## PROBLEM DETAILS
Please output each entry exactly as it appears.
[DATASET]
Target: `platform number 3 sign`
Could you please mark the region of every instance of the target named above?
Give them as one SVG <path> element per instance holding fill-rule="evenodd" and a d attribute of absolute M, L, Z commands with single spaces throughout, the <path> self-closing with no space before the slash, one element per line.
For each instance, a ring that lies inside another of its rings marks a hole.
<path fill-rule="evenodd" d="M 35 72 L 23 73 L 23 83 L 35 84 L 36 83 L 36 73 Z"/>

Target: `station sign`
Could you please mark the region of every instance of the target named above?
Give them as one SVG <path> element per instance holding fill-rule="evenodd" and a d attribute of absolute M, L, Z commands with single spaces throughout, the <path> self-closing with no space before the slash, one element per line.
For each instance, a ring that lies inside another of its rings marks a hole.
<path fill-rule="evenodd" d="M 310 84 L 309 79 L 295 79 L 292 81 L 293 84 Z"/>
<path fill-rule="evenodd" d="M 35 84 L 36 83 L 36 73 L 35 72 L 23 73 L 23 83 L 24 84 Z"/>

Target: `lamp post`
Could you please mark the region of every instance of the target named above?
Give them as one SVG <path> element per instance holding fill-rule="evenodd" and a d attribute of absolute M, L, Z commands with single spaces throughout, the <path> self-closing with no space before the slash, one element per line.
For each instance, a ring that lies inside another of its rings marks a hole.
[/DATASET]
## SOLUTION FOR THIS EXERCISE
Target: `platform number 3 sign`
Could you please mark the region of every instance of the target named above?
Give them as one SVG <path> element per instance holding fill-rule="evenodd" and a d attribute of absolute M, L, Z commands with single spaces throughout, the <path> self-closing with no space before the slash, one element per line.
For each instance, a ring that lies inside another of its rings marks a hole.
<path fill-rule="evenodd" d="M 35 72 L 23 73 L 23 83 L 35 84 L 36 83 L 36 73 Z"/>

Target: `station sign`
Could you please mark the region of every instance of the target named above?
Give them as one SVG <path> element per instance holding fill-rule="evenodd" and a d attribute of absolute M, L, Z commands with single spaces throughout, the <path> self-closing with no space before the slash, one element per line.
For each instance, a ring that lies inside another of its rings marks a hole.
<path fill-rule="evenodd" d="M 310 84 L 309 79 L 295 79 L 292 81 L 293 84 Z"/>
<path fill-rule="evenodd" d="M 35 84 L 36 83 L 36 73 L 35 72 L 23 73 L 23 83 L 24 84 Z"/>

Target: `lamp post`
Could you please mark the region of every instance of the target named above?
Give them as one SVG <path> element per instance holding fill-rule="evenodd" and a d attribute of absolute M, L, Z commands with single spaces throughout, the <path> self-closing with no space before the slash, one element per line.
For each instance, a ring that lies inside another of its rings marks a hole.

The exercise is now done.